Page extract -
Mediterranean France

Corsica

A first Corsica trip for UK travellers: which of the four airports to fly into, the Ajaccio–Bonifacio–Calvi loop, real ferry and drive times, and why you'll want a hire car.

Written by the Departly editorial team Reviewed against GOV.UK on 9 Jun 2026

In short

Corsica at a glance

Corsica is France's wild, mountainous Mediterranean island — turquoise coves and granite peaks packed onto a place barely 180km top to bottom, yet a drive that takes far longer than the map suggests because the roads twist. The classic first trip is a one-week self-drive loop: fly into Ajaccio in the west or Figari in the south, swing round Bonifacio's white cliffs, the Aiguilles de Bavella and the beaches of Porto-Vecchio, then up the west coast to Calvi. You need a hire car — buses are sparse and the best beaches and villages aren't on any train line. Allow 7 days for a relaxed loop, 10 if you want to slow down and swim.

Corsica is the bit of France that doesn’t feel like France: a granite mountain range dropped into the Mediterranean, with its own language, its own fierce sense of itself, and beaches that rival the Caribbean tucked under 2,000-metre peaks. It belongs to France but sits closer to Italy, and the trip people picture — turquoise coves, the white cliffs of Bonifacio, red granite spires at Piana — is real, but it’s spread around the edge of a wild interior that takes far longer to drive than any map suggests.

Written problem 1 -
Count the lines in the records that contain the string "water", and give only that number.

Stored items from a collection
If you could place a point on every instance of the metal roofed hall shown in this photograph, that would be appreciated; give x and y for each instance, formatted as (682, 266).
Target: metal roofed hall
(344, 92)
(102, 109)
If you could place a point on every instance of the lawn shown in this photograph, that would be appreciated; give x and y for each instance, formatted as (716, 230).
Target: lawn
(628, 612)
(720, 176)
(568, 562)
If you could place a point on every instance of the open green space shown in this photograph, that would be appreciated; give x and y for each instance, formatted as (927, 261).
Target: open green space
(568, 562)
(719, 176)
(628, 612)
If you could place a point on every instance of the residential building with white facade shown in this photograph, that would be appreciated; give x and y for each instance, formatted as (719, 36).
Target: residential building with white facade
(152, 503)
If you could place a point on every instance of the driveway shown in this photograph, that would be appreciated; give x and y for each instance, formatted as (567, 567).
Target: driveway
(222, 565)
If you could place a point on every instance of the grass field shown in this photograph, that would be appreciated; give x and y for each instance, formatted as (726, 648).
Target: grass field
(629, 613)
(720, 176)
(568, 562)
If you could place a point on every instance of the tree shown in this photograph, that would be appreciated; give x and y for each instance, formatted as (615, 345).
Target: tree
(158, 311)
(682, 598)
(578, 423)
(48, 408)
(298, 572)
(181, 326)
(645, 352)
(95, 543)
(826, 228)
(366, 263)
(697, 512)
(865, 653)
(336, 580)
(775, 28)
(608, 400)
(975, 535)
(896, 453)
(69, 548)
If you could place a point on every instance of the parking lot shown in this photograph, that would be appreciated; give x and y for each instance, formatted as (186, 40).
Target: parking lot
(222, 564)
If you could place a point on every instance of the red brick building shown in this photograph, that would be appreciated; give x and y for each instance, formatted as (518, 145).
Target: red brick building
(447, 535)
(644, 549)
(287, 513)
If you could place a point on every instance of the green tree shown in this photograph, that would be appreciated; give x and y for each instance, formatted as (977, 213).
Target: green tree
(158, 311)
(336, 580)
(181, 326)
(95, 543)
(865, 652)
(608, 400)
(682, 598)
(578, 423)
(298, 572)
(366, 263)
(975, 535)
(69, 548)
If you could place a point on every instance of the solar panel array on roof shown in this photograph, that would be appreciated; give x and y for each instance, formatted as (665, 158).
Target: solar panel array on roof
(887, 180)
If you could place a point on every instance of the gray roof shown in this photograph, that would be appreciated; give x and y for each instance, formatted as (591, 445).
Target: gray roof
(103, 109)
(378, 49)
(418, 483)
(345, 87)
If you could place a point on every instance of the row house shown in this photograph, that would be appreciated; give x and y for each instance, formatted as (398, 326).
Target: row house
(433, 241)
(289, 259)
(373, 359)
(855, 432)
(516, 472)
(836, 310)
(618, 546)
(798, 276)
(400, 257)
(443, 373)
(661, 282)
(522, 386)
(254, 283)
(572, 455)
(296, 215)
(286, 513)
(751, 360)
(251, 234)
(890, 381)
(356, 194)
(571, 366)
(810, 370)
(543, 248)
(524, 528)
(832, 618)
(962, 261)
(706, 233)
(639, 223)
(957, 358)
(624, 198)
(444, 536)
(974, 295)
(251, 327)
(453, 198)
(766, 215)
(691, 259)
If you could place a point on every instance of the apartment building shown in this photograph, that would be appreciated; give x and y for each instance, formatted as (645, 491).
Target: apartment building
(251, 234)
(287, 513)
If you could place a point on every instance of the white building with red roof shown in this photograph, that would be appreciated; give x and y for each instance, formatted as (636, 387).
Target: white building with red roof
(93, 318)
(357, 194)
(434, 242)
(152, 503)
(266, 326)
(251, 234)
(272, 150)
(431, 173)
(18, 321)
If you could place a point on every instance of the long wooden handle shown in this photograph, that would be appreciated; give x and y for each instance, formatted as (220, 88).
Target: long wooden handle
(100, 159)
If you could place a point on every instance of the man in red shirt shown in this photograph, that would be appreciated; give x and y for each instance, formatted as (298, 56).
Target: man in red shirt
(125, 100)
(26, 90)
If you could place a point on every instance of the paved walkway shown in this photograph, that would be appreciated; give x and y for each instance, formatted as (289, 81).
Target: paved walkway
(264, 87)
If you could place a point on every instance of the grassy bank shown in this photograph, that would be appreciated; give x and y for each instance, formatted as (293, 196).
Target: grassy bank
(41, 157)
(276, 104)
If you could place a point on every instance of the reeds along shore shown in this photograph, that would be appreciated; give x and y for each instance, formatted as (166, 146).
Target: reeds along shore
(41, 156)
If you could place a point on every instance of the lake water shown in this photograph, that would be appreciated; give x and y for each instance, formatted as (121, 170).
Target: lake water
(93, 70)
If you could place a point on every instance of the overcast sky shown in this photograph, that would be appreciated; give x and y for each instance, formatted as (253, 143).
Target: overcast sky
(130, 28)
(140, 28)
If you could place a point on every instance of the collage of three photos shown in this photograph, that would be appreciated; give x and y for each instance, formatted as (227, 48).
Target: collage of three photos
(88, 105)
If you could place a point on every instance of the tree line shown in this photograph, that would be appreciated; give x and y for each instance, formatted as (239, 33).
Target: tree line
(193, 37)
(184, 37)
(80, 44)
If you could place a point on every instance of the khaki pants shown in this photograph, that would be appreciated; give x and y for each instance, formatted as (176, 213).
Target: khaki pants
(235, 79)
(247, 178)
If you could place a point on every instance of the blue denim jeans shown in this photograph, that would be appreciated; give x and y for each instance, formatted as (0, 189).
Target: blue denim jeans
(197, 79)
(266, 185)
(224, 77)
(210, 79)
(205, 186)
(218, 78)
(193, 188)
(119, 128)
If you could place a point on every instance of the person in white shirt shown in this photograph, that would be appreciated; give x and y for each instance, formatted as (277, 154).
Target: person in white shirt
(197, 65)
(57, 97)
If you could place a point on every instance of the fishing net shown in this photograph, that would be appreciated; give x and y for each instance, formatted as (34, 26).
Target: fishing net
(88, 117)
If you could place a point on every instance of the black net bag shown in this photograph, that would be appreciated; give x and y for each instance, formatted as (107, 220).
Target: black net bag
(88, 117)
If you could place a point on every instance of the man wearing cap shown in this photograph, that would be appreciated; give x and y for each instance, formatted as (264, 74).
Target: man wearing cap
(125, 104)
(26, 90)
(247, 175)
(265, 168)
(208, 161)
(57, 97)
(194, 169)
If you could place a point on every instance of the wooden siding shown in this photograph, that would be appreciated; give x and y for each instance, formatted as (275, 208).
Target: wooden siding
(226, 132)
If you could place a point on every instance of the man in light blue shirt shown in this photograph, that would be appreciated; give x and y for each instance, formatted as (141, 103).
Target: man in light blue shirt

Written problem 2 -
Rewrite the Corsica overview between "Corsica is France's" and "down and swim.", inclusive, substituting "rental car" for "hire car".

Final answer 1 -
2

Final answer 2 -
Corsica is France's wild, mountainous Mediterranean island — turquoise coves and granite peaks packed onto a place barely 180km top to bottom, yet a drive that takes far longer than the map suggests because the roads twist. The classic first trip is a one-week self-drive loop: fly into Ajaccio in the west or Figari in the south, swing round Bonifacio's white cliffs, the Aiguilles de Bavella and the beaches of Porto-Vecchio, then up the west coast to Calvi. You need a rental car — buses are sparse and the best beaches and villages aren't on any train line. Allow 7 days for a relaxed loop, 10 if you want to slow down and swim.